§ **Listing**
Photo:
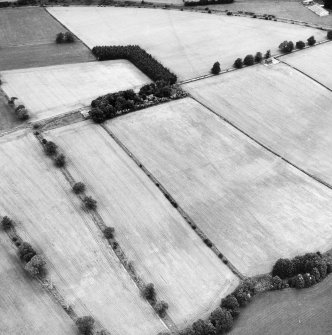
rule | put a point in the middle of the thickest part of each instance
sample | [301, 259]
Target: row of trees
[139, 57]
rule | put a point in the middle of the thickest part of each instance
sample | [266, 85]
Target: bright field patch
[164, 249]
[255, 207]
[49, 91]
[278, 106]
[187, 43]
[25, 306]
[289, 312]
[315, 62]
[80, 262]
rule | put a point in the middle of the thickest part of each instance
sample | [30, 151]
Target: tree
[215, 68]
[161, 308]
[50, 148]
[85, 325]
[90, 203]
[36, 266]
[26, 252]
[249, 60]
[238, 64]
[258, 57]
[300, 44]
[78, 188]
[311, 40]
[231, 304]
[202, 327]
[149, 292]
[7, 223]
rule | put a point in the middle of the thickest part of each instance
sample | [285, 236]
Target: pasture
[53, 90]
[289, 312]
[278, 106]
[315, 62]
[80, 262]
[27, 38]
[187, 43]
[24, 306]
[163, 247]
[252, 205]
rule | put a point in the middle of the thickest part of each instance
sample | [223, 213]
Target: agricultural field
[315, 62]
[278, 106]
[187, 43]
[49, 91]
[162, 246]
[27, 38]
[289, 312]
[25, 308]
[255, 207]
[80, 262]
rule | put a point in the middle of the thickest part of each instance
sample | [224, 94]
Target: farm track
[169, 197]
[99, 222]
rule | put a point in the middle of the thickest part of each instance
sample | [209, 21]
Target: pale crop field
[25, 306]
[278, 106]
[187, 43]
[315, 62]
[49, 91]
[252, 205]
[163, 247]
[80, 262]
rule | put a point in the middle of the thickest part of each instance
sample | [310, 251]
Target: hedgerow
[139, 57]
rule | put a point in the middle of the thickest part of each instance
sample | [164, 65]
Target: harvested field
[315, 62]
[289, 312]
[80, 263]
[162, 246]
[24, 306]
[252, 205]
[49, 91]
[27, 38]
[188, 43]
[278, 106]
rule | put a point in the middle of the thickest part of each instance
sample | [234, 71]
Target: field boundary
[264, 146]
[181, 211]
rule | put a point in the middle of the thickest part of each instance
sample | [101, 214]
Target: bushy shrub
[300, 44]
[311, 40]
[249, 60]
[215, 68]
[139, 57]
[7, 223]
[90, 203]
[238, 64]
[79, 187]
[85, 325]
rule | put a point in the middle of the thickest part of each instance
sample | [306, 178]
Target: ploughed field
[185, 42]
[289, 312]
[163, 247]
[255, 207]
[315, 62]
[25, 307]
[49, 91]
[27, 38]
[278, 106]
[80, 262]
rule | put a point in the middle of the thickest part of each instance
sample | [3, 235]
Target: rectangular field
[163, 247]
[315, 62]
[80, 262]
[252, 205]
[25, 306]
[278, 106]
[49, 91]
[188, 43]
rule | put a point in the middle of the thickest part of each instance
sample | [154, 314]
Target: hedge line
[139, 57]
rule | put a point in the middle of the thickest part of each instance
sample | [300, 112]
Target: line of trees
[139, 57]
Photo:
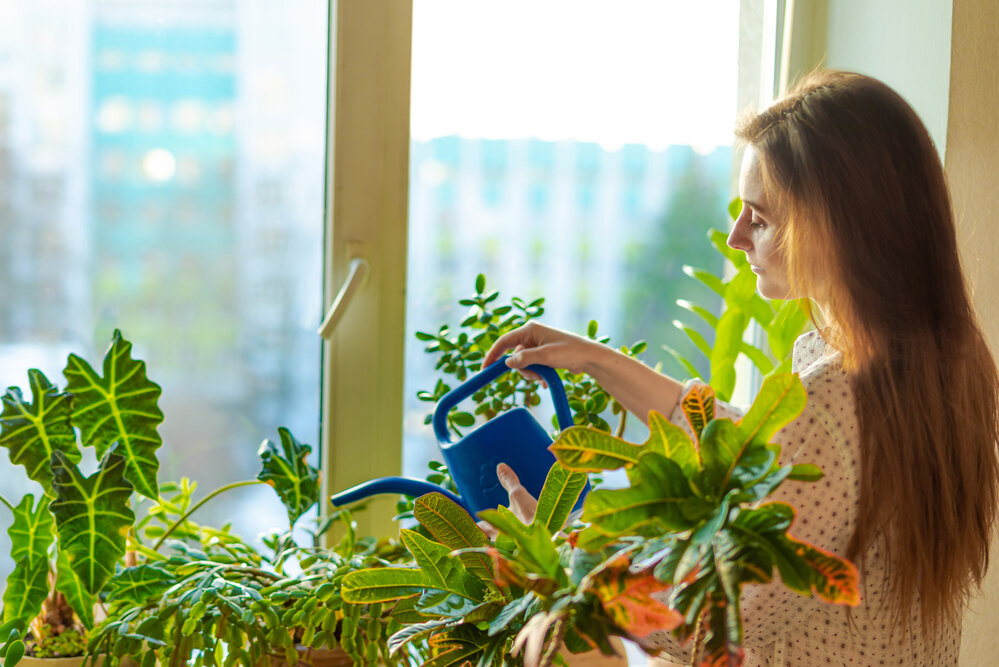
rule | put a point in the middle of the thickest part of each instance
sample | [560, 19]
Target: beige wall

§ **Set task**
Transcribe the full listing above exactly, with the images removed.

§ **The solution**
Photo:
rule | put a point in the middle of the thickest part of each instance
sample | [301, 259]
Target: row of trees
[139, 57]
rule | put a point in the middle of the thickest part of each instance
sample | [266, 85]
Target: bright field patch
[164, 249]
[255, 207]
[49, 91]
[278, 106]
[187, 43]
[25, 306]
[289, 312]
[315, 62]
[80, 262]
rule | put a point in the middle of the thickest part of each instance
sample | [30, 151]
Target: tree
[215, 68]
[161, 308]
[50, 148]
[85, 325]
[90, 203]
[36, 266]
[26, 252]
[249, 60]
[238, 64]
[258, 57]
[300, 44]
[78, 188]
[311, 40]
[231, 304]
[202, 327]
[149, 292]
[7, 223]
rule | put a point in the middle of the thickest part of each instance
sample | [285, 236]
Target: pasture
[53, 90]
[289, 312]
[278, 106]
[315, 62]
[80, 262]
[27, 38]
[187, 43]
[24, 306]
[163, 247]
[252, 205]
rule | put a point in the middle of the thickest part of each instance
sample | [223, 213]
Target: agricultural field
[315, 62]
[278, 106]
[187, 43]
[49, 91]
[162, 246]
[27, 38]
[289, 312]
[25, 308]
[255, 207]
[80, 262]
rule | put a point in the middle of the thickest part of each instance
sample | [224, 94]
Target: farm track
[169, 197]
[99, 222]
rule | put a point in the middle of the thickest part of each instance
sample | [209, 21]
Target: pale crop field
[25, 306]
[278, 106]
[187, 43]
[315, 62]
[49, 91]
[252, 205]
[163, 247]
[80, 262]
rule | put a point in the middle of the thickest part of each instance
sample | [310, 251]
Target: hedgerow
[139, 57]
rule | put a point in the middle of the thickest part of each instance
sample | [164, 65]
Target: harvested field
[315, 62]
[289, 312]
[80, 263]
[162, 246]
[24, 306]
[252, 205]
[49, 91]
[27, 38]
[188, 43]
[278, 106]
rule | put a point in the middle of the thickest part of each instance
sample | [234, 71]
Target: field boundary
[264, 146]
[181, 211]
rule | put a point in the middle of the thickest part of each instance
sample | [101, 214]
Target: bushy shrub
[300, 44]
[311, 40]
[249, 60]
[215, 68]
[139, 57]
[7, 223]
[90, 203]
[238, 64]
[79, 187]
[85, 325]
rule | put a point in the middle of the thickest part of each instance
sample | [306, 178]
Target: ploughed field
[185, 42]
[289, 312]
[163, 247]
[255, 207]
[315, 62]
[25, 307]
[49, 91]
[27, 38]
[278, 106]
[80, 262]
rule | put a point in the middle of the thickest part of each instance
sample | [3, 235]
Target: rectangular field
[163, 247]
[315, 62]
[80, 262]
[252, 205]
[25, 306]
[278, 106]
[49, 91]
[188, 43]
rule | put a point in the middle of the thickest part of each instance
sample | [154, 314]
Target: hedge line
[139, 57]
rule | put a point in the middle of the thickest part of each instance
sample | [300, 112]
Target: line of trees
[139, 57]
Photo:
rule | put a point in the middle of the thickest part of each instance
sample | [560, 19]
Target: beige wall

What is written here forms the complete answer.